§ Exercise prompt: Express each line of the records below as a string in a JSON list, with one string per line and no entries for blank lines. Leave out the pictures.

§ Records shown:
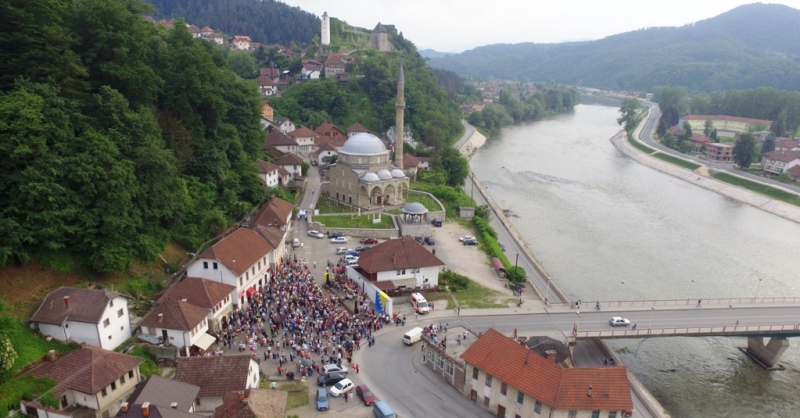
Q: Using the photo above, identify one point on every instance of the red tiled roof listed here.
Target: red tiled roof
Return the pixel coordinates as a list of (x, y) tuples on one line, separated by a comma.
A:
[(198, 291), (176, 314), (396, 254), (86, 305), (87, 369), (783, 155), (216, 375), (725, 117), (544, 380), (239, 250)]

§ Solved problem:
[
  "Q: Using the photo above, identify one point on every instance of the red tiled roof listed here.",
  "Target: red tiled roof",
  "Return the pixel coordinates as a list of (x, y) tuples on one line, separated by a comma.",
  "A:",
  "[(198, 291), (176, 314), (396, 254), (86, 305), (87, 369), (783, 155), (216, 375), (725, 117), (544, 380), (239, 250)]"
]